_Text under study:_
......

Fight for justice includes gay rights
As our nation mourns the passing of another mother of the civil rights movement, Coretta Scott King, it is appropriate to honor her legacy and that of her husband's -- the Rev. Martin Luther King Jr. -- by recommitting ourselves to understanding the forces of discrimination and fighting against injustice. At the Gay & Lesbian Community Center in Honolulu, we are mindful that the struggle against racism has been a long, perilous and continuing journey. It is a struggle we know well, and it is one that Coretta Scott King called "a common struggle."
In a keynote speech to the National Gay and Lesbian Task Force on Nov. 9, 2000, King said, "Freedom from discrimination based on sexual orientation is surely a fundamental human right in any democracy." And it was her husband who famously said, "Injustice anywhere is a threat to justice everywhere."
In the coming year, the center will be recommitting itself to these ideals of the Kings, and we welcome the support of our brothers and sisters fighting for civil rights.

......

_Your tasks:_
(a) From the piece on justice and gay rights, quote the passage that begins at the words "In the coming" and ends after the words "for civil rights.".
(b) List every phrase or sentence that the piece on justice and gay rights places in quotation marks.

_Supplied material:_
......

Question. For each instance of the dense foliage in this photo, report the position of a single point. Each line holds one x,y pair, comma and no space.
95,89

......

_Exercise responses:_
(a)
In the coming year, the center will be recommitting itself to these ideals of the Kings, and we welcome the support of our brothers and sisters fighting for civil rights.

(b)
- "a common struggle."
- "Freedom from discrimination based on sexual orientation is surely a fundamental human right in any democracy."
- "Injustice anywhere is a threat to justice everywhere."